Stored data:

== Segment start ==

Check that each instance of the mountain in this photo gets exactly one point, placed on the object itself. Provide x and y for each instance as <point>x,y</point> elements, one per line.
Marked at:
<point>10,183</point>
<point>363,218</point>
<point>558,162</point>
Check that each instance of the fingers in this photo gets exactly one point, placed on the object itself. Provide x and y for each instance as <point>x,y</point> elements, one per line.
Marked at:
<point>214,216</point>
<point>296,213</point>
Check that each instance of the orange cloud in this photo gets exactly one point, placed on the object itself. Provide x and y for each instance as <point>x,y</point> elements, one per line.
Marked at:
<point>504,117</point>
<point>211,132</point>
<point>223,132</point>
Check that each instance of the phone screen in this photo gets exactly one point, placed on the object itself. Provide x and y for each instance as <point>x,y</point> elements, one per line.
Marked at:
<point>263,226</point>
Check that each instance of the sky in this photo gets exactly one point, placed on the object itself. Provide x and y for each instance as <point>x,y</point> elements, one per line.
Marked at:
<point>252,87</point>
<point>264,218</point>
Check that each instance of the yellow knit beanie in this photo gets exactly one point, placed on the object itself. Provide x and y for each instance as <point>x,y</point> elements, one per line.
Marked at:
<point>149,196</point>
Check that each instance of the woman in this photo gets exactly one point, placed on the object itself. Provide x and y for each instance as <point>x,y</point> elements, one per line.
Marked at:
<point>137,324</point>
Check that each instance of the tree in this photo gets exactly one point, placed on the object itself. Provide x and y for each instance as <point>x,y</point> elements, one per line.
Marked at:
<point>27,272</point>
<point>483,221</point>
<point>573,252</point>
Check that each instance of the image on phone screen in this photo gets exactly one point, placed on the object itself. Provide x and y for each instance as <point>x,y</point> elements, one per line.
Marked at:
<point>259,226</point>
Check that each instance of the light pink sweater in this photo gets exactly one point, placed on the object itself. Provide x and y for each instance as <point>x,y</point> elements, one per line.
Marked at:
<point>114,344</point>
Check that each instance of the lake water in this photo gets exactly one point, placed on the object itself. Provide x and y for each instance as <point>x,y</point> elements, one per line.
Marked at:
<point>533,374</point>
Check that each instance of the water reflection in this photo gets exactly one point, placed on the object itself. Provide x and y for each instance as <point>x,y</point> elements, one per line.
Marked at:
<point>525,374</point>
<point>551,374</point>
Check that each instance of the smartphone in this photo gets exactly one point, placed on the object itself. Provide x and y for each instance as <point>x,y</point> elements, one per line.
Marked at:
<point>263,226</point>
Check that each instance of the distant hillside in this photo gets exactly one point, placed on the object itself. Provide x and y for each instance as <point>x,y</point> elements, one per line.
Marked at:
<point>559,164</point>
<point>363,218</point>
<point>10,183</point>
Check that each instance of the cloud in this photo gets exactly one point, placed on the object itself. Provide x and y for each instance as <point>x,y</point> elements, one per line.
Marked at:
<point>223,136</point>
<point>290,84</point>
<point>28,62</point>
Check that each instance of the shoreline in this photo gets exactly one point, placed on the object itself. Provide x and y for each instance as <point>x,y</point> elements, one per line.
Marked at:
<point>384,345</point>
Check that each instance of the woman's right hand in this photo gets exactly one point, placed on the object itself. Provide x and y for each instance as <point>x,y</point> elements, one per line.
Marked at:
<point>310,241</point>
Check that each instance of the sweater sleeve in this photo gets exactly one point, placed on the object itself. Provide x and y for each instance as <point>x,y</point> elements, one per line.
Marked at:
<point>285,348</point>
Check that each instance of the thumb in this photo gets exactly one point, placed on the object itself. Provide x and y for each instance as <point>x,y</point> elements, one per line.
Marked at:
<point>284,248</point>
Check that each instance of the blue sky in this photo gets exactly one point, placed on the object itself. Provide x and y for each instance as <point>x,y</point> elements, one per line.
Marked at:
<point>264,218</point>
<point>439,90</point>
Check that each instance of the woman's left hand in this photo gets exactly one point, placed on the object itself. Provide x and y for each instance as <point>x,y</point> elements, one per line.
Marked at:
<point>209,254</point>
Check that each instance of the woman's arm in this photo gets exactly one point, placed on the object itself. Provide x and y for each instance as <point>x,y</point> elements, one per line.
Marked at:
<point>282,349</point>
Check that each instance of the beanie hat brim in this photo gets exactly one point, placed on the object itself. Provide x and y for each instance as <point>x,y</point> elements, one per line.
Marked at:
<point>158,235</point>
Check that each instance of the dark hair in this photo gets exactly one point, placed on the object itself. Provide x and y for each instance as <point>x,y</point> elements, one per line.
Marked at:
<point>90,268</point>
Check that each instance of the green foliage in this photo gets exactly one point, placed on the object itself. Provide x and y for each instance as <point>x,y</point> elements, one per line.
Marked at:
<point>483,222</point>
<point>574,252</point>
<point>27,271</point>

== Segment end ==

- [WHAT TO WORK ON]: The lines you need are those containing "cloud"; find them in the records and copy them.

- [YOUR SOLUTION]:
Check that each instance of the orange cloud in this photo gets exactly one point, placed on the object itself. Provide x and y for each instance as <point>x,y</point> elements, one per line.
Check that each instance of the cloud in this photo gets exactly one point, placed on the object itself. Provide x and y for each instance as <point>x,y</point> elements, one per line.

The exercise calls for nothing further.